## Text
If you can use the log function:

public static final long multiplyUsingShift(int a, int b) {
    int absA = Math.abs(a);
    int absB = Math.abs(b);

    //Find the 2^b which is larger than "a" which turns out to be the 
    //ceiling of (Log base 2 of b) == numbers of digits to shift
    double logBase2 = Math.log(absB) / Math.log(2);
    long bits = (long)Math.ceil(logBase2);

    //Get the value of 2^bits
    long biggerInteger = (int)Math.pow(2, bits);

    //Find the difference of the bigger integer and "b"
    long difference = biggerInteger - absB;

    //Shift "bits" places to the left
    long result = absA<<bits;

    //Subtract the "difference" "a" times
    int diffLoop = Math.abs(a);
    while (diffLoop>0) {
        result -= difference;
        diffLoop--;
    }

    return (a>0&&b>0 || a<0&&b<0)?result:-result;
}

If you cannot use the log function:

public static final long multiplyUsingShift(int a, int b) {
    int absA = Math.abs(a);
    int absB = Math.abs(b);

    //Get the number of bits for a 2^(b+1) larger number
    int bits = 0;
    int bitInteger = absB;
    while (bitInteger>0) {
        bitInteger /= 2;
        bits++;
    }

    //Get the value of 2^bit
    long biggerInteger = (int)Math.pow(2, bits);

    //Find the difference of the bigger integer and "b"
    long difference = biggerInteger - absB;

    //Shift "bits" places to the left
    long result = absA<<bits;

    //Subtract the "difference" "a" times
    int diffLoop = absA;
    while (diffLoop>0) {
        result -= difference;
        diffLoop--;
    }

    return (a>0&&b>0 || a<0&&b<0)?result:-result;
}

I found this to be more efficient:

public static final long multiplyUsingShift(int a, int b) {
    int absA = Math.abs(a);
    int absB = Math.abs(b);

    long result = 0L;
    while (absA>0) {
        if ((absA&1)>0) result += absB; //Is odd
        absA >>= 1;
        absB <<= 1;
    }

    return (a>0&&b>0 || a<0&&b<0)?result:-result;
}

and yet another way.

public static final long multiplyUsingLogs(int a, int b) {
    int absA = Math.abs(a);
    int absB = Math.abs(b);
    long result = Math.round(Math.pow(10, (Math.log10(absA)+Math.log10(absB))));
    return (a>0&&b>0 || a<0&&b<0)?result:-result;
}

Answer 2

Let N be the number that we want to multiply with 7.

## The request
Summarize the code in the thread that comes right after "If you can use the log function:" as a short list of the steps it performs.

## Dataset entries

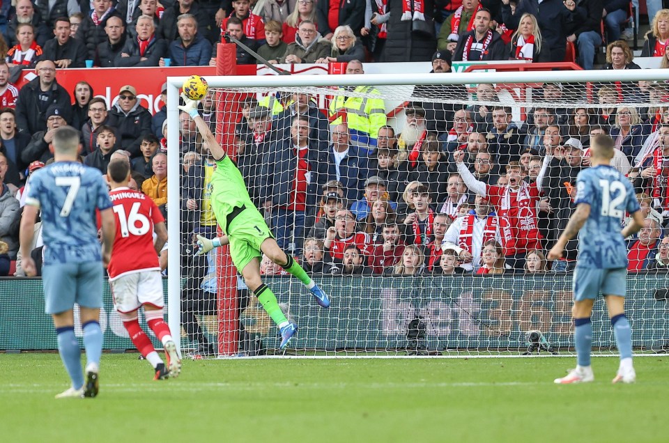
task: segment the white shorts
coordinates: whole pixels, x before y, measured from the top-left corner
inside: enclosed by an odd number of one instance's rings
[[[137,310],[142,304],[157,308],[164,306],[160,271],[128,274],[109,281],[114,308],[122,313]]]

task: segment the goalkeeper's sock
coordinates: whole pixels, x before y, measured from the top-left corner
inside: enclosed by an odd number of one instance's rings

## Worked answer
- Take the absolute values of a and b.
- Find the number of bits as the ceiling of log base 2 of |b|.
- Compute 2 raised to that number of bits.
- Find the difference between that power of 2 and |b|.
- Shift |a| left by the number of bits.
- Subtract the difference from the result |a| times.
- Return the result as positive if a and b are both positive or both negative. Otherwise return it negated.